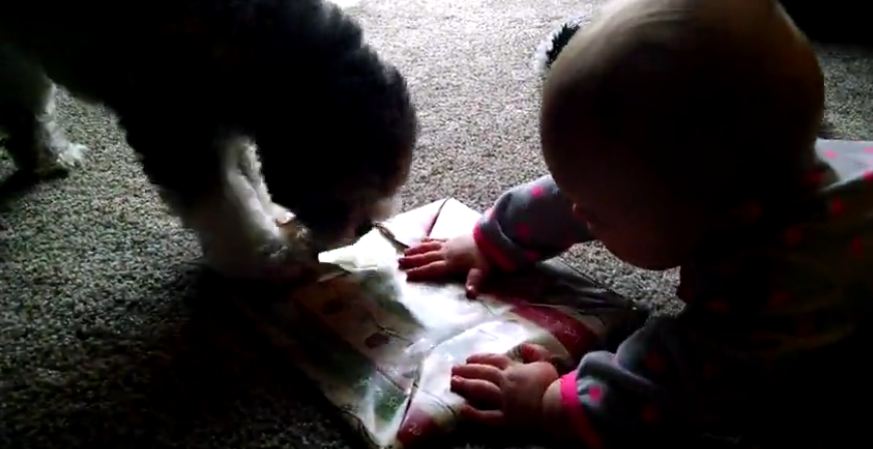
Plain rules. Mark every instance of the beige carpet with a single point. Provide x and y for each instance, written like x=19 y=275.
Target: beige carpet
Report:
x=107 y=334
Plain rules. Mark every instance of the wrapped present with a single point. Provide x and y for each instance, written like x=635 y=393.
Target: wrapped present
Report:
x=381 y=349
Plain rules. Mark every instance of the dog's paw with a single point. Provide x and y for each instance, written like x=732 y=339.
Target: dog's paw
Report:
x=60 y=161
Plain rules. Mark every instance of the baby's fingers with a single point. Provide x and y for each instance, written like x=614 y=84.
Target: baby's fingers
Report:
x=479 y=371
x=420 y=260
x=499 y=361
x=425 y=246
x=479 y=392
x=493 y=418
x=431 y=271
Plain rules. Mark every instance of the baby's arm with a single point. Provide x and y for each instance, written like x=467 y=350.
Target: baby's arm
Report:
x=529 y=223
x=613 y=400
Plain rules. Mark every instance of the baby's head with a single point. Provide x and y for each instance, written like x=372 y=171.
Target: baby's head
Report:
x=663 y=116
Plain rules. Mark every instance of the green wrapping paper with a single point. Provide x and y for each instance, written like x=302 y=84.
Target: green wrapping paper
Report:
x=381 y=349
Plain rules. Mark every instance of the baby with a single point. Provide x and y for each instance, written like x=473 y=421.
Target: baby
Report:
x=682 y=133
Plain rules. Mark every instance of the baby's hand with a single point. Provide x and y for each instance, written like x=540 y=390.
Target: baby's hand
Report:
x=433 y=259
x=503 y=392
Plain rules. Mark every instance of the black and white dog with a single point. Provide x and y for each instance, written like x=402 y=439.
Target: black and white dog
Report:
x=220 y=99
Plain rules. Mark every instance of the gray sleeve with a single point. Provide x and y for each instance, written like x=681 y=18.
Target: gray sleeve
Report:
x=529 y=223
x=622 y=399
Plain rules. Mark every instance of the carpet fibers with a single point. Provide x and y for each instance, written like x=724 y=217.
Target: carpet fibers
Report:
x=107 y=329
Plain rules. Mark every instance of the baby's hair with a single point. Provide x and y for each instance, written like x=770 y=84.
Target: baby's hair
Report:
x=722 y=98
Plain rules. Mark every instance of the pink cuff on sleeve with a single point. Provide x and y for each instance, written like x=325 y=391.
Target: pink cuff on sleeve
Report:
x=578 y=418
x=491 y=250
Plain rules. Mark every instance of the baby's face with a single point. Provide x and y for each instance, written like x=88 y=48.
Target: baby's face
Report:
x=626 y=207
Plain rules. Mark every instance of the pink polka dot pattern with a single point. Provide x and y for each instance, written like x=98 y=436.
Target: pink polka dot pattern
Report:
x=522 y=231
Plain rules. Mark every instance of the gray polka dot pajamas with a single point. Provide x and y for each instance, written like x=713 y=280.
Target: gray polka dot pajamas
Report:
x=762 y=310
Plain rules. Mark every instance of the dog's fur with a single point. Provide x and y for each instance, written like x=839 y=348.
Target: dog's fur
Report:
x=205 y=91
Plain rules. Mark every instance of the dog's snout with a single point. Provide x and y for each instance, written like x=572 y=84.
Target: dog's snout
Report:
x=363 y=228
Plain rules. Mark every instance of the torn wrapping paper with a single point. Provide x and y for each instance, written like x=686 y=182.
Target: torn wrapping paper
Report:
x=381 y=349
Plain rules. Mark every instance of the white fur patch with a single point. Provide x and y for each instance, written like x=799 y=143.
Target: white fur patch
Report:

• [EXERCISE DESCRIPTION] Rewrite every line of the material above as a Markdown table with the columns Row and Line, numbering each line and skipping blank lines. Leave the pictures out.

• [EXERCISE SOLUTION]
| Row | Line |
|---|---|
| 1 | Plain rules. Mark every instance of the beige carpet with a single point. Provide x and y for each instance, written like x=19 y=275. |
| 2 | Target: beige carpet |
| 3 | Report: |
| 4 | x=107 y=334 |
| 5 | Plain rules. Mark every instance of the wrapped present with a single point. Provide x and y for each instance, written like x=635 y=393. |
| 6 | Target: wrapped present |
| 7 | Report: |
| 8 | x=381 y=349 |
| 9 | Plain rules. Mark every instance of the dog's paw with a single point. Provide x and y for each instance, written like x=732 y=339. |
| 10 | Target: dog's paw |
| 11 | Report: |
| 12 | x=60 y=161 |
| 13 | Plain rules. Mark every instance of the baby's fingers with a single point. Provide x and y for each instance, written like x=614 y=84. |
| 14 | Target: baby's fingers |
| 15 | Report: |
| 16 | x=479 y=371 |
| 17 | x=420 y=260 |
| 18 | x=499 y=361 |
| 19 | x=425 y=246 |
| 20 | x=479 y=392 |
| 21 | x=493 y=418 |
| 22 | x=431 y=271 |
| 23 | Plain rules. Mark every instance of the baby's arm with a single point. Provide x and y for each instance, written like x=467 y=350. |
| 24 | Target: baby's arm |
| 25 | Report: |
| 26 | x=529 y=223 |
| 27 | x=613 y=400 |
| 28 | Plain rules. Mark every instance of the baby's head with a single point. Provide x and y for each instance, written like x=372 y=171. |
| 29 | Target: baby's head |
| 30 | Report: |
| 31 | x=663 y=116 |
| 32 | Plain rules. Mark every instance of the green wrapping paper with a single point. Provide x and y for each instance, written like x=302 y=84. |
| 33 | Target: green wrapping paper |
| 34 | Report: |
| 35 | x=381 y=349 |
| 36 | Plain rules. Mark every instance of the baby with a single point. Provide x and y for each instance, written like x=473 y=421. |
| 37 | Target: baby |
| 38 | Report: |
| 39 | x=682 y=133 |
| 40 | Plain rules. Mark every instance of the baby's hand with a single point. Provide x and y for each instance, written like x=540 y=390. |
| 41 | Target: baby's hand |
| 42 | Report: |
| 43 | x=433 y=259 |
| 44 | x=503 y=392 |
| 45 | Plain rules. Mark every instance of the black and white dog with a single point. Provide x and y for each instance, written like x=402 y=439. |
| 46 | Target: black and white dog |
| 47 | Report: |
| 48 | x=220 y=99 |
| 49 | Plain rules. Mark every instance of the gray sleeve with a single point. Provide x and y for each instance, written like x=681 y=18. |
| 50 | Target: gray sleeve |
| 51 | Report: |
| 52 | x=529 y=223 |
| 53 | x=622 y=399 |
| 54 | Plain rules. Mark every instance of the carpet fibers with a single point. Provide x and y for each instance, written like x=724 y=217. |
| 55 | Target: carpet fibers |
| 56 | Report: |
| 57 | x=107 y=329 |
| 58 | Plain rules. Mark every instance of the baby's hair with a single point. Provide x and y for each instance, written like x=770 y=84. |
| 59 | Target: baby's hair |
| 60 | Report: |
| 61 | x=722 y=98 |
| 62 | Plain rules. Mark every instance of the pink cuff on sleeve with a single point. Provide x and y for each instance, written like x=325 y=391. |
| 63 | Target: pink cuff on sleeve |
| 64 | Report: |
| 65 | x=578 y=418 |
| 66 | x=491 y=250 |
| 67 | Plain rules. Mark every instance of the baby's face with a single point. Provide x and y for each instance, written like x=88 y=48. |
| 68 | Target: baby's face |
| 69 | Report: |
| 70 | x=626 y=207 |
| 71 | Plain rules. Mark every instance of the pink polka dot pattern with a single point. Provide x and y for each instance, written like x=98 y=436. |
| 72 | Target: pink polka dot pattern |
| 73 | Report: |
| 74 | x=522 y=231 |
| 75 | Plain rules. Mark every instance of the gray polka dot pajamas with a single point. Provide x and y for each instance, written like x=713 y=280. |
| 76 | Target: gray polka dot pajamas |
| 77 | Report: |
| 78 | x=762 y=310 |
| 79 | Plain rules. Mark every instance of the dog's fur with a single point. Provide x and y for each instance, written like x=839 y=348. |
| 80 | Target: dog's fur |
| 81 | Report: |
| 82 | x=205 y=91 |
| 83 | Plain rules. Mark every instance of the dog's snout with a single point. Provide x and y for each instance, written like x=572 y=84. |
| 84 | Target: dog's snout |
| 85 | Report: |
| 86 | x=363 y=228 |
| 87 | Plain rules. Mark every instance of the torn wrapping paper with a single point. Provide x and y for each instance, written like x=686 y=182. |
| 88 | Target: torn wrapping paper |
| 89 | Report: |
| 90 | x=381 y=349 |
| 91 | Plain rules. Mark every instance of the white fur patch with a single point. Provide x and y for each instance, written like x=799 y=143. |
| 92 | Target: white fur patch |
| 93 | Report: |